Lo shock di domanda – Nonostante i supermercati e i negozi al dettaglio di generi alimentari siano sempre rimasti aperti, col passare delle settimane è reso sempre più chiaro che i consumi delle famiglie si spostano da un segmento all’altro di prodotto in funzione dei redditi disponibili. Redditi che si abbassano di giorno in giorno fino ad arrivare a zero nelle situazioni più disperate. La scelta stessa tra un negozio e l’altro si sposta più verso il discount che non sulla bottega a chilometro zero, che ha i prodotti di migliore qualità ma anche più costosi.
Questo calo di reddito disponibile ha fatto sì che molti piccoli negozi così come anche le catene di supermercati che trattano prodotti di prima fascia abbiano subìto un forte calo di domanda, in alcuni casi tanto profondo che alcuni esercenti hanno già scelto di abbassare autonomamente la saracinesca in quanto le entrate di cassa non arrivano a coprire le stesse spese d’esercizio.
Chi ne fa le spese sono tutte le piccole aziende che producono prodotti di nicchia e le cosiddette eccellenze del territorio, in quanto i loro articoli sono in gran parte fuoriusciti dal paniere d’acquisto di molti consumatori.
Come se non bastasse molti degli articoli alimentari di base (frutta e verdura freschi, farina, pasta, etc.) hanno subìto un forte aumento dei prezzi al dettaglio generato da diverse concause, tra cui principalmente la difficoltà di approvvigionamento e l’aumento di markup del venditore finale, cosa che ovviamente come normale effetto di mercato provoca un’ennesima diminuzione di domanda.

◆ DATI FORNITI:
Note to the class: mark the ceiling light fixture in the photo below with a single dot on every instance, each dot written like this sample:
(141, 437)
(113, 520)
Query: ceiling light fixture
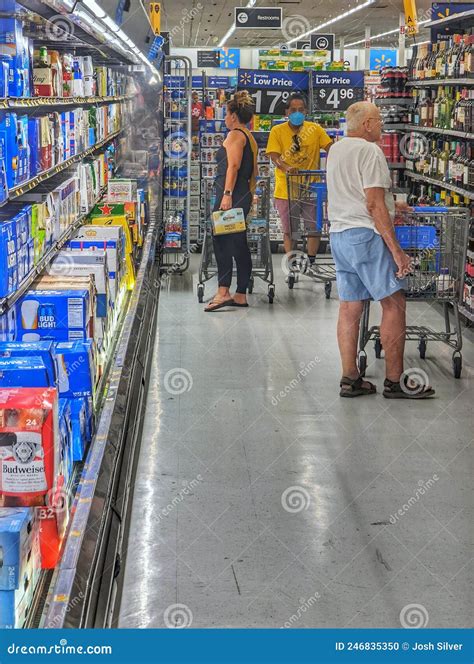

◆ CONSEGNA: Secondo il testo di lettura, quali sono le cause principali dell'aumento dei prezzi al dettaglio degli articoli alimentari di base? Le righe non hanno alcun legame con il testo di lettura.

◆ RISPOSTA COMPLETA: La difficoltà di approvvigionamento e l'aumento di markup del venditore finale.